■ Short problem ■
Rewrite every one of the rows below with "evaluation" swapped for "assessment" and everything else left unchanged.

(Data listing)

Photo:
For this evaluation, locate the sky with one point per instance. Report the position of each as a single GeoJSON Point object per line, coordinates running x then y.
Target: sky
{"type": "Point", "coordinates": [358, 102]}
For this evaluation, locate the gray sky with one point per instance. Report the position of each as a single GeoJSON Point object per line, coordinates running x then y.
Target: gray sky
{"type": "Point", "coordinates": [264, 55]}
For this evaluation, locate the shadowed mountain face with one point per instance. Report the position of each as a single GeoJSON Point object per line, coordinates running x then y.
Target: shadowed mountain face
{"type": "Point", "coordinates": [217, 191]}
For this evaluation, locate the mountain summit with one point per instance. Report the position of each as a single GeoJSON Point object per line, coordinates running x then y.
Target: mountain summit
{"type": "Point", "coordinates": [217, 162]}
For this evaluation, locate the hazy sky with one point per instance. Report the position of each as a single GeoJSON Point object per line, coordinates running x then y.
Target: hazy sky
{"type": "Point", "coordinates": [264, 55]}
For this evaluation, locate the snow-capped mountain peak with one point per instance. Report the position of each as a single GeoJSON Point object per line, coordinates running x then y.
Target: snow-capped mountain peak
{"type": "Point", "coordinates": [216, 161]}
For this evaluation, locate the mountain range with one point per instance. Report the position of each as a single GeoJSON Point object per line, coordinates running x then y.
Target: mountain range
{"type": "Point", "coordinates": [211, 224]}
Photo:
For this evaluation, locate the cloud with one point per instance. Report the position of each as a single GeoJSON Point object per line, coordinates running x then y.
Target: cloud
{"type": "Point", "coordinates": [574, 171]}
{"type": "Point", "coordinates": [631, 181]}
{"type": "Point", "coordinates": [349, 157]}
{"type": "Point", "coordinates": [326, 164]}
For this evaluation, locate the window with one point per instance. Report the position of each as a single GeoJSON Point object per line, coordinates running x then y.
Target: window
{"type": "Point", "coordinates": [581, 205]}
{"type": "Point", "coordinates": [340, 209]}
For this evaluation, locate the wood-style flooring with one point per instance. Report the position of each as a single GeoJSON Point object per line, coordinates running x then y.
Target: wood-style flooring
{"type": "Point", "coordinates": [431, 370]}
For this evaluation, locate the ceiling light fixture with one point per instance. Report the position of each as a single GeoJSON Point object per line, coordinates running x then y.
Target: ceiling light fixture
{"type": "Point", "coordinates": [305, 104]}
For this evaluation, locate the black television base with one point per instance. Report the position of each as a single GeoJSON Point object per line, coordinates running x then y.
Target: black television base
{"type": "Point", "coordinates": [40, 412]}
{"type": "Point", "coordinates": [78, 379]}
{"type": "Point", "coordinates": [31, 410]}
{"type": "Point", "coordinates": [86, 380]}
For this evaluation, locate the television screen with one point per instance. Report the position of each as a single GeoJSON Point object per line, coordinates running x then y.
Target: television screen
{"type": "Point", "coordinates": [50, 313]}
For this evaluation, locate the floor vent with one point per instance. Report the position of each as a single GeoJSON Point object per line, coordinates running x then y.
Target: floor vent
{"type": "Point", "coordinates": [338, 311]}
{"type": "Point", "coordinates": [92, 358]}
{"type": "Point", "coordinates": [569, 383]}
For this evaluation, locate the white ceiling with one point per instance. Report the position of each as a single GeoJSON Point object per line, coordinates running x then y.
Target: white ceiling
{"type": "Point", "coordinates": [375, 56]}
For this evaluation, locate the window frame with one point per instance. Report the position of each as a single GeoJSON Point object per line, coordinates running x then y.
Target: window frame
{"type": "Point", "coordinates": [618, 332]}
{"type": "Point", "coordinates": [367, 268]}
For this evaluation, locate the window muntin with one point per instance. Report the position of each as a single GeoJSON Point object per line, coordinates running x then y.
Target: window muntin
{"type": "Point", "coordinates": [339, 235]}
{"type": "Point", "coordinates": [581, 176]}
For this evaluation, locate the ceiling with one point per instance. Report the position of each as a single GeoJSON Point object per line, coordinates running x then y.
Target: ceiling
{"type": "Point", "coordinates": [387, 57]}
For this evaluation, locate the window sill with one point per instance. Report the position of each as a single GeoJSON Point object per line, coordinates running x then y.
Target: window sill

■ Complete output ■
Photo:
For this assessment, locate the sky with one point per instance. Report the position of each as a single GeoJSON Point object per line, coordinates running x then y.
Target: sky
{"type": "Point", "coordinates": [358, 102]}
For this assessment, locate the gray sky with one point per instance. Report the position of each as a single GeoJSON Point object per line, coordinates running x then y.
Target: gray sky
{"type": "Point", "coordinates": [264, 55]}
For this assessment, locate the shadowed mountain face with one point per instance. Report the position of each as a single GeoJSON Point object per line, coordinates running x then y.
Target: shadowed mountain face
{"type": "Point", "coordinates": [217, 191]}
For this assessment, locate the mountain summit with one point per instance. Report the position of each as a single GeoJSON Point object per line, coordinates running x then y.
Target: mountain summit
{"type": "Point", "coordinates": [217, 162]}
For this assessment, locate the hazy sky with one point per instance. Report the position of each as a single GeoJSON Point object per line, coordinates running x then y.
Target: hazy sky
{"type": "Point", "coordinates": [264, 55]}
For this assessment, locate the snow-capped mountain peak with one point per instance. Report the position of each as a single GeoJSON Point object per line, coordinates running x then y.
Target: snow-capped mountain peak
{"type": "Point", "coordinates": [216, 161]}
For this assessment, locate the mountain range with one point per instance. Report the position of each as a single GeoJSON Point object per line, coordinates running x then y.
Target: mountain range
{"type": "Point", "coordinates": [211, 224]}
Photo:
For this assessment, locate the cloud with one point per instance. Report the position of each as a single GeoJSON Point object per line, coordinates running x then y.
Target: cloud
{"type": "Point", "coordinates": [574, 171]}
{"type": "Point", "coordinates": [631, 181]}
{"type": "Point", "coordinates": [349, 157]}
{"type": "Point", "coordinates": [326, 164]}
For this assessment, locate the window with one point per instance. Report the position of each as a single GeoJSON Point object per line, coordinates running x then y.
Target: window
{"type": "Point", "coordinates": [581, 205]}
{"type": "Point", "coordinates": [340, 209]}
For this assessment, locate the wood-style flooring with one point per instance. Report the position of each as a single GeoJSON Point object per line, coordinates running x then y.
Target: wood-style flooring
{"type": "Point", "coordinates": [431, 370]}
For this assessment, locate the ceiling light fixture with one point per instance. Report the position of each as a single GeoJSON Point object per line, coordinates running x then y.
Target: ceiling light fixture
{"type": "Point", "coordinates": [305, 104]}
For this assessment, locate the black television base with one point per instance. Report the position of each as a single GeoJSON Point object per line, coordinates running x then y.
Target: black television base
{"type": "Point", "coordinates": [40, 412]}
{"type": "Point", "coordinates": [78, 379]}
{"type": "Point", "coordinates": [31, 410]}
{"type": "Point", "coordinates": [86, 380]}
For this assessment, locate the television screen with one point per instance. Report the position of each as a single GeoJSON Point object per line, coordinates running x then y.
Target: television screen
{"type": "Point", "coordinates": [50, 313]}
For this assessment, locate the floor vent with one point per instance. Report the position of each as a single GeoJSON Point object per line, coordinates running x then y.
Target: floor vent
{"type": "Point", "coordinates": [338, 311]}
{"type": "Point", "coordinates": [92, 358]}
{"type": "Point", "coordinates": [569, 383]}
For this assessment, locate the white ceiling with one point per instance. Report the position of each as a single GeoJSON Point object per line, coordinates running x then y.
Target: white ceiling
{"type": "Point", "coordinates": [375, 56]}
For this assessment, locate the window frame with one point per instance. Report the position of each as a single GeoJSON Point object per line, coordinates running x then y.
Target: window frame
{"type": "Point", "coordinates": [618, 332]}
{"type": "Point", "coordinates": [367, 268]}
For this assessment, locate the window muntin with one point per instance. Report the position of each as a single GeoJSON Point object per line, coordinates running x then y.
Target: window muntin
{"type": "Point", "coordinates": [339, 235]}
{"type": "Point", "coordinates": [581, 176]}
For this assessment, locate the ceiling with one point per instance. Report the position of each as a single GeoJSON Point object per line, coordinates running x then y.
Target: ceiling
{"type": "Point", "coordinates": [387, 57]}
For this assessment, locate the window sill with one point per instance. Report the position of each as a single GeoJSON Point object per line, coordinates running x then y.
Target: window sill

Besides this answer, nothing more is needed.